Each line holding the string "below" is to be copied from the data.

== DATA

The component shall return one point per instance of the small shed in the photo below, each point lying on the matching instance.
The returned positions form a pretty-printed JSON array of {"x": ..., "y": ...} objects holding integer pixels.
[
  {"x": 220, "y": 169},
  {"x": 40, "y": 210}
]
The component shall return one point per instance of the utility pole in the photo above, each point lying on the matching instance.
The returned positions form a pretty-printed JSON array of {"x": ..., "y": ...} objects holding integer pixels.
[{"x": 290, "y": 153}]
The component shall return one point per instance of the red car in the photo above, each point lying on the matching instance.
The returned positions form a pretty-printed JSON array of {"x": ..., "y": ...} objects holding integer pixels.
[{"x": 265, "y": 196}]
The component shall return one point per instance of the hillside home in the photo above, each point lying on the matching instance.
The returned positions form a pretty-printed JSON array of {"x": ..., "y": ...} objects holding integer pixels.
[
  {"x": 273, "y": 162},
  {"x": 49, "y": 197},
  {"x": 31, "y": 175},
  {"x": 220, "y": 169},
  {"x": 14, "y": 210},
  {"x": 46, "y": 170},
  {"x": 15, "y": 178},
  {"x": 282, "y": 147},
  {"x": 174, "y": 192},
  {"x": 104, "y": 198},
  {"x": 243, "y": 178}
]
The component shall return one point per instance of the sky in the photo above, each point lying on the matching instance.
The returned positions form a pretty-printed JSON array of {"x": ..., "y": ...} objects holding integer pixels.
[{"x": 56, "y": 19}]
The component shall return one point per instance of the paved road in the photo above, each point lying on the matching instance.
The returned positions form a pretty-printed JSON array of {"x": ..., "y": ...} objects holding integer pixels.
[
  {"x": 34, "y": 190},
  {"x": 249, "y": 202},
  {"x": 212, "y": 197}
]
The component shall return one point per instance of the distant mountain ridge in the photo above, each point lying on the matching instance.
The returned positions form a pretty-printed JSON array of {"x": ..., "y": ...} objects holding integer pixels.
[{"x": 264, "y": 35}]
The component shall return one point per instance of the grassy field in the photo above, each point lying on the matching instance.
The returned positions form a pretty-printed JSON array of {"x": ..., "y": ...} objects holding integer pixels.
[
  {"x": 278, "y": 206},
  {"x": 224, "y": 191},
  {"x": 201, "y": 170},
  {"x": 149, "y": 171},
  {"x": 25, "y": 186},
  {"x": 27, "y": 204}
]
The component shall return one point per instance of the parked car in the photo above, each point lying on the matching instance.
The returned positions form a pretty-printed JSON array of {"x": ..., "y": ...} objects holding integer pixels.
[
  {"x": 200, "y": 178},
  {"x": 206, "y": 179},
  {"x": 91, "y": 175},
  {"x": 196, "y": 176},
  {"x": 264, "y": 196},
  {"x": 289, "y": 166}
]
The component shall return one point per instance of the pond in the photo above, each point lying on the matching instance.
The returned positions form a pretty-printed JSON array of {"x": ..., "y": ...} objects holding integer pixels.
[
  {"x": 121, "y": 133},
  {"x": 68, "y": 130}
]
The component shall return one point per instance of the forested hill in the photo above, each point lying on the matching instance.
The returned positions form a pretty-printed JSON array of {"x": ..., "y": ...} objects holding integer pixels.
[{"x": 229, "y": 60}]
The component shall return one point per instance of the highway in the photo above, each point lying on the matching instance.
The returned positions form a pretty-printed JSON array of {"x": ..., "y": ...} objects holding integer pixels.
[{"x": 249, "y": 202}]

====
== DATA

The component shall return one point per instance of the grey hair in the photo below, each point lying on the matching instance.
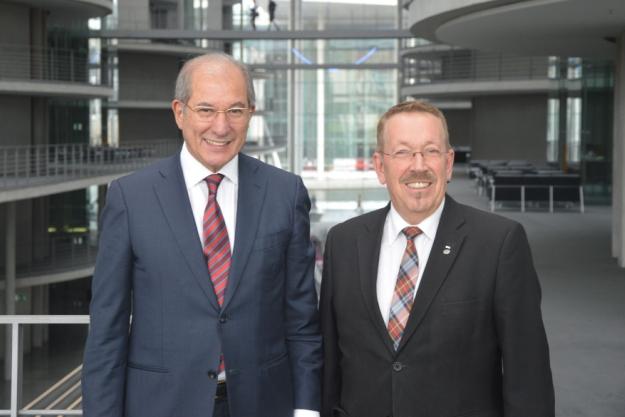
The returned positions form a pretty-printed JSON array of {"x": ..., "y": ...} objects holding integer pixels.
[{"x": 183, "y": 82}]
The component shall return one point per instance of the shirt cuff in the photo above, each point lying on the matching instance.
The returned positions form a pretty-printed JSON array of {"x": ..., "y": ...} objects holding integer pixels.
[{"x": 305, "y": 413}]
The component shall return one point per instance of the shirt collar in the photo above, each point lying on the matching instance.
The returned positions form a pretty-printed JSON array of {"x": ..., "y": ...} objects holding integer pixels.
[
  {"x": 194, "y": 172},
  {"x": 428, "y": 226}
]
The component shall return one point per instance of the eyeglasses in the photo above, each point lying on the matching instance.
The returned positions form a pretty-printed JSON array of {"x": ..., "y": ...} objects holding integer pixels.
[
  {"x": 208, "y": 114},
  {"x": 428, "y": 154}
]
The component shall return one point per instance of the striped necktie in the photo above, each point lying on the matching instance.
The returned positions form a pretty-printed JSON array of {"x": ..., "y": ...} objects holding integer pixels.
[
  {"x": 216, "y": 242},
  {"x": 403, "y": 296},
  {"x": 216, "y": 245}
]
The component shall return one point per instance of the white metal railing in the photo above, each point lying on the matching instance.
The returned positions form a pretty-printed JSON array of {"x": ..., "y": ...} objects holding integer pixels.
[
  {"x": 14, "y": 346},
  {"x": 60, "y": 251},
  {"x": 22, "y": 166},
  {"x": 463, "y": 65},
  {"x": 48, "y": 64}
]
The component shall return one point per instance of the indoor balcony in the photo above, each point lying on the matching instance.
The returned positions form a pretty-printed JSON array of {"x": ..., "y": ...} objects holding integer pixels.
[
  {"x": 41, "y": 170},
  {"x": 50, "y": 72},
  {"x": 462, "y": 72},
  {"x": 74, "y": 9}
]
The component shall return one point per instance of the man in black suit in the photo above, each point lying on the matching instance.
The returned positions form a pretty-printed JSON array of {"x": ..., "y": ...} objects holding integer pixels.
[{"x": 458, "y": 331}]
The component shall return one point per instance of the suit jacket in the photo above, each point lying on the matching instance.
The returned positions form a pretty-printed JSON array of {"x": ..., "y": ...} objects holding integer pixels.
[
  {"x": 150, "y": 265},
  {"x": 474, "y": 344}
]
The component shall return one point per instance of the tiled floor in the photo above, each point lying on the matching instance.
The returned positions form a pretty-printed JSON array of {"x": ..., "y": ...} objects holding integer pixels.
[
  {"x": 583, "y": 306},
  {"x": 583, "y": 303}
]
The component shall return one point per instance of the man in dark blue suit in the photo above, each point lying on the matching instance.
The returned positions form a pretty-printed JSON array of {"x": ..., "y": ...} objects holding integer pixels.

====

PROBLEM SOLUTION »
The component shall return one point per instance of the small shed in the photo below, each point lying on the matching instance.
The component shall return one point per instance of the grey hair in the photo below, each point lying on the matching instance.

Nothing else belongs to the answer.